DATASET: Begin

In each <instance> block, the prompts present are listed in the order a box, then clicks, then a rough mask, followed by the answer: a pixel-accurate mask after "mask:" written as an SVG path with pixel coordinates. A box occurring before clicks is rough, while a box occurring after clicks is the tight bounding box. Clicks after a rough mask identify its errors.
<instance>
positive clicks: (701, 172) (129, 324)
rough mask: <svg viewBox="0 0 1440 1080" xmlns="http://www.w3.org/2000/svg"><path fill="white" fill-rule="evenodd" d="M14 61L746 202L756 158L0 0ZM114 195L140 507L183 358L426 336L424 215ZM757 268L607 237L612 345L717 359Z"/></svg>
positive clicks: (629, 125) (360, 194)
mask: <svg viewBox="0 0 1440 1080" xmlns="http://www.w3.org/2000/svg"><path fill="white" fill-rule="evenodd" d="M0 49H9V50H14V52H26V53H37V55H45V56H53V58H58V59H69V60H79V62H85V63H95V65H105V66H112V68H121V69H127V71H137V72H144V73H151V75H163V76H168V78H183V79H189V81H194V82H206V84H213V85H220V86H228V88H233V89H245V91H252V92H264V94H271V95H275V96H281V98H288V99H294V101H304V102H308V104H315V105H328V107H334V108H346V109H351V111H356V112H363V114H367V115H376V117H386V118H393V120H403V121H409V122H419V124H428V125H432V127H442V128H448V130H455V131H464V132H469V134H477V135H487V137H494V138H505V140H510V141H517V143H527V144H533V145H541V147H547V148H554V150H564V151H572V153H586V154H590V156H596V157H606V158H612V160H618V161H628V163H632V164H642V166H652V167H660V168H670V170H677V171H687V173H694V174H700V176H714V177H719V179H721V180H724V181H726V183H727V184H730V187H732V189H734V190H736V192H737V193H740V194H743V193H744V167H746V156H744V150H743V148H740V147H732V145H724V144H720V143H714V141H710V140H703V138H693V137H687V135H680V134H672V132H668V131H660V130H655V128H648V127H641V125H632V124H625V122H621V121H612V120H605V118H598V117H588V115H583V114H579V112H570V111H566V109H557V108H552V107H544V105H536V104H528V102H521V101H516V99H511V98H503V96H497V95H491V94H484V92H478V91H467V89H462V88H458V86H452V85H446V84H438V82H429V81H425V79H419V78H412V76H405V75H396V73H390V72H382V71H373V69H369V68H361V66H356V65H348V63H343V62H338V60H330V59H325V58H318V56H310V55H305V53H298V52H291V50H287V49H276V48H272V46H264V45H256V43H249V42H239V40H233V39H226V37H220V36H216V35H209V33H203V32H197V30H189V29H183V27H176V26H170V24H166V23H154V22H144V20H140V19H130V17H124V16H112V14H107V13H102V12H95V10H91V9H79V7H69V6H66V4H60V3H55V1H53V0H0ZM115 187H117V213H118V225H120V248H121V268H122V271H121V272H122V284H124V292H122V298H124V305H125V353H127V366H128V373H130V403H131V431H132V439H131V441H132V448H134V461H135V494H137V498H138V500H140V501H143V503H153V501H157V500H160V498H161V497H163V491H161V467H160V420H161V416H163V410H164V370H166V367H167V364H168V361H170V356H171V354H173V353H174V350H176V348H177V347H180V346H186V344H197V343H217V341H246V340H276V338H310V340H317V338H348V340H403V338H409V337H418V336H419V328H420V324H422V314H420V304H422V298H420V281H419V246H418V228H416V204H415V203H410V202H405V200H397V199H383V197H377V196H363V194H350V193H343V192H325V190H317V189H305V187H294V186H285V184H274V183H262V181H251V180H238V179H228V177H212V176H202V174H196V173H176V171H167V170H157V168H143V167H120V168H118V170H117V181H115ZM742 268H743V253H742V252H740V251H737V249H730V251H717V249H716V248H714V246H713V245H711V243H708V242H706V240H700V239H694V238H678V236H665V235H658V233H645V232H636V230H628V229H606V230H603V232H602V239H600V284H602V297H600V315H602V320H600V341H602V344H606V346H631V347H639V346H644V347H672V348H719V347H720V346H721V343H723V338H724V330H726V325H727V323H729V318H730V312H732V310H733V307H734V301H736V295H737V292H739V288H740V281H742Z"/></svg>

DATASET: End

» **EXERCISE AIM**:
The full listing needs to be transcribed exactly.

» **ANSWER TO THIS PROBLEM**:
In each <instance> block, the prompts present are listed in the order a box, then clicks, then a rough mask, followed by the answer: a pixel-accurate mask after "mask:" written as an SVG path with pixel coordinates. A box occurring before clicks is rough, while a box occurring after clicks is the tight bounding box. Clicks after a rough mask identify its errors.
<instance>
positive clicks: (701, 172) (129, 324)
rough mask: <svg viewBox="0 0 1440 1080" xmlns="http://www.w3.org/2000/svg"><path fill="white" fill-rule="evenodd" d="M14 61L746 202L756 158L0 0ZM114 195L140 507L183 358L426 336L424 215ZM757 268L607 237L612 345L717 359Z"/></svg>
positive clicks: (629, 125) (360, 194)
mask: <svg viewBox="0 0 1440 1080" xmlns="http://www.w3.org/2000/svg"><path fill="white" fill-rule="evenodd" d="M0 49H9V50H14V52H26V53H37V55H45V56H53V58H58V59H69V60H79V62H85V63H95V65H105V66H112V68H121V69H127V71H137V72H144V73H151V75H163V76H168V78H183V79H189V81H194V82H206V84H213V85H220V86H228V88H233V89H245V91H252V92H264V94H271V95H275V96H281V98H288V99H294V101H304V102H308V104H315V105H328V107H334V108H346V109H351V111H356V112H363V114H367V115H376V117H386V118H393V120H403V121H409V122H419V124H428V125H432V127H442V128H448V130H455V131H464V132H469V134H477V135H487V137H494V138H505V140H510V141H517V143H527V144H533V145H541V147H547V148H554V150H564V151H572V153H586V154H590V156H596V157H606V158H612V160H618V161H628V163H632V164H642V166H652V167H660V168H670V170H677V171H687V173H694V174H700V176H714V177H719V179H721V180H724V181H726V183H727V184H730V187H732V189H734V190H736V192H737V193H740V194H743V193H744V167H746V156H744V150H743V148H740V147H732V145H724V144H720V143H714V141H710V140H703V138H693V137H687V135H680V134H672V132H668V131H660V130H655V128H648V127H641V125H632V124H625V122H621V121H612V120H605V118H598V117H588V115H583V114H579V112H570V111H566V109H557V108H552V107H544V105H536V104H528V102H521V101H516V99H511V98H503V96H497V95H491V94H484V92H478V91H467V89H462V88H458V86H452V85H446V84H438V82H429V81H425V79H419V78H412V76H405V75H396V73H390V72H382V71H373V69H369V68H361V66H356V65H348V63H343V62H338V60H330V59H325V58H318V56H310V55H305V53H298V52H291V50H287V49H276V48H272V46H264V45H256V43H249V42H239V40H233V39H226V37H220V36H216V35H209V33H203V32H197V30H189V29H183V27H176V26H170V24H166V23H154V22H144V20H140V19H130V17H124V16H112V14H107V13H102V12H95V10H91V9H79V7H69V6H66V4H60V3H55V1H53V0H0ZM115 187H117V213H118V225H120V248H121V268H122V271H121V272H122V284H124V292H122V298H124V305H125V353H127V366H128V373H130V403H131V431H132V439H131V441H132V448H134V461H135V494H137V498H138V500H140V501H143V503H153V501H157V500H160V498H161V497H163V491H161V467H160V420H161V416H163V410H164V370H166V367H167V364H168V361H170V356H171V354H173V353H174V350H176V348H177V347H180V346H186V344H197V343H217V341H246V340H276V338H310V340H317V338H348V340H403V338H409V337H418V336H419V328H420V324H422V314H420V304H422V298H420V281H419V246H418V228H416V204H415V203H410V202H405V200H397V199H383V197H377V196H363V194H350V193H343V192H325V190H317V189H305V187H294V186H285V184H274V183H262V181H251V180H238V179H228V177H212V176H202V174H196V173H176V171H167V170H157V168H143V167H120V168H118V170H117V181H115ZM742 268H743V253H742V252H740V251H737V249H730V251H717V249H716V248H714V246H713V245H711V243H708V242H706V240H700V239H694V238H678V236H665V235H658V233H645V232H636V230H628V229H606V230H603V232H602V239H600V284H602V297H600V315H602V320H600V341H602V344H606V346H631V347H639V346H644V347H672V348H719V347H720V346H721V343H723V338H724V330H726V325H727V323H729V318H730V312H732V310H733V307H734V301H736V295H737V292H739V288H740V281H742Z"/></svg>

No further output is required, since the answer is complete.